> TASK DATA
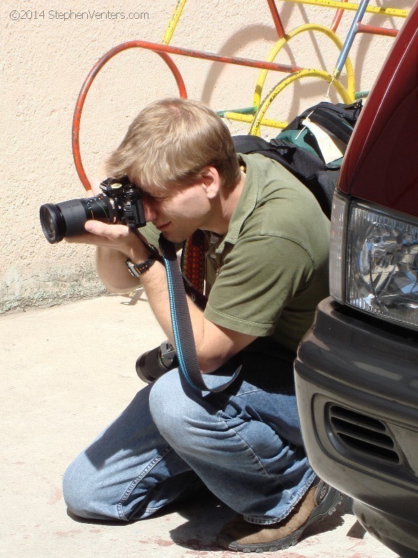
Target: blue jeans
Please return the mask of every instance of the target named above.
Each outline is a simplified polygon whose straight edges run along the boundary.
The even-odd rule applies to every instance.
[[[65,472],[69,510],[141,519],[203,481],[247,521],[280,521],[315,478],[286,366],[253,367],[218,393],[194,389],[177,370],[144,388]],[[211,386],[221,379],[205,376]]]

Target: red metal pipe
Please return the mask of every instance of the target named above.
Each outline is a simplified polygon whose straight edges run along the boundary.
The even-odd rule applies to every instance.
[[[386,27],[376,27],[373,25],[366,25],[363,23],[357,24],[359,33],[371,33],[373,35],[384,35],[389,37],[396,37],[398,33],[397,29],[388,29]]]
[[[272,17],[273,18],[273,21],[274,22],[274,25],[276,26],[276,29],[277,31],[277,34],[279,35],[279,38],[282,39],[286,35],[286,33],[284,32],[284,27],[283,27],[283,24],[281,23],[281,20],[280,19],[280,16],[279,15],[279,12],[277,11],[277,7],[276,6],[276,3],[274,2],[274,0],[267,0],[267,3],[268,4],[268,7],[270,8],[270,10],[272,14]]]
[[[297,66],[277,64],[274,62],[263,62],[258,60],[239,58],[236,56],[222,56],[219,54],[214,54],[210,52],[203,52],[199,50],[191,50],[190,49],[171,47],[169,45],[162,45],[158,43],[148,43],[144,40],[130,40],[127,43],[123,43],[121,45],[118,45],[116,47],[114,47],[114,48],[108,51],[96,62],[86,78],[84,83],[83,84],[83,86],[82,87],[82,89],[79,93],[75,105],[75,110],[74,111],[74,116],[72,118],[72,156],[77,174],[86,190],[90,190],[91,185],[83,167],[79,149],[80,120],[82,118],[82,112],[83,110],[83,105],[84,104],[86,96],[87,95],[88,89],[90,89],[90,86],[91,85],[96,75],[104,66],[104,64],[110,60],[111,58],[113,58],[113,56],[116,56],[123,50],[135,47],[144,48],[147,50],[153,50],[162,58],[174,75],[178,86],[180,96],[183,98],[186,98],[187,96],[186,88],[183,77],[181,77],[181,74],[180,73],[174,62],[168,56],[169,54],[180,54],[192,58],[199,58],[203,60],[211,60],[214,62],[223,62],[224,63],[226,64],[236,64],[238,66],[245,66],[250,68],[274,70],[275,71],[286,72],[288,73],[292,73],[293,72],[297,72],[300,70],[302,70],[301,68]]]
[[[125,43],[126,45],[127,43]],[[132,48],[132,47],[135,46],[134,45],[130,45],[129,47],[126,47],[126,48],[123,48],[124,45],[119,45],[117,47],[109,50],[108,52],[106,53],[100,60],[98,60],[96,63],[91,68],[88,75],[84,80],[84,83],[83,84],[83,86],[79,93],[78,98],[77,100],[77,103],[75,104],[75,109],[74,111],[74,116],[72,117],[72,158],[74,159],[74,163],[75,165],[75,168],[77,170],[77,173],[79,176],[79,179],[82,181],[82,185],[84,186],[86,190],[91,190],[91,186],[87,178],[87,175],[84,171],[84,167],[83,167],[83,163],[82,163],[82,156],[80,154],[80,144],[79,144],[79,131],[80,131],[80,121],[82,119],[82,112],[83,111],[83,106],[84,105],[84,100],[86,100],[86,96],[87,96],[87,93],[90,89],[91,84],[94,78],[96,77],[97,74],[99,71],[102,69],[102,68],[104,66],[104,64],[108,62],[111,58],[118,54],[119,52],[121,52],[123,50],[125,50],[126,48]],[[160,56],[164,62],[167,64],[169,68],[170,68],[174,78],[176,79],[176,82],[177,83],[177,86],[178,87],[178,92],[180,93],[180,96],[183,99],[186,99],[187,98],[187,93],[186,91],[186,87],[185,86],[185,83],[183,82],[183,79],[178,70],[178,68],[171,60],[170,56],[166,54],[165,52],[157,52],[157,54]]]

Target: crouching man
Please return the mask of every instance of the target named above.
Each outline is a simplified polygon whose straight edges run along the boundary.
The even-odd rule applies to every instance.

> WRITTEN REQUEST
Please copy the listing above word for word, starting at the line that contains "Target: crouching man" and ending with the last line of the listing.

> EXERCISE SOLUTION
Target: crouching man
Please return the mask of every instance of the target named above.
Each outline is a simplified polygon whose straight edges run along the boundary.
The even-odd rule applies to every instance.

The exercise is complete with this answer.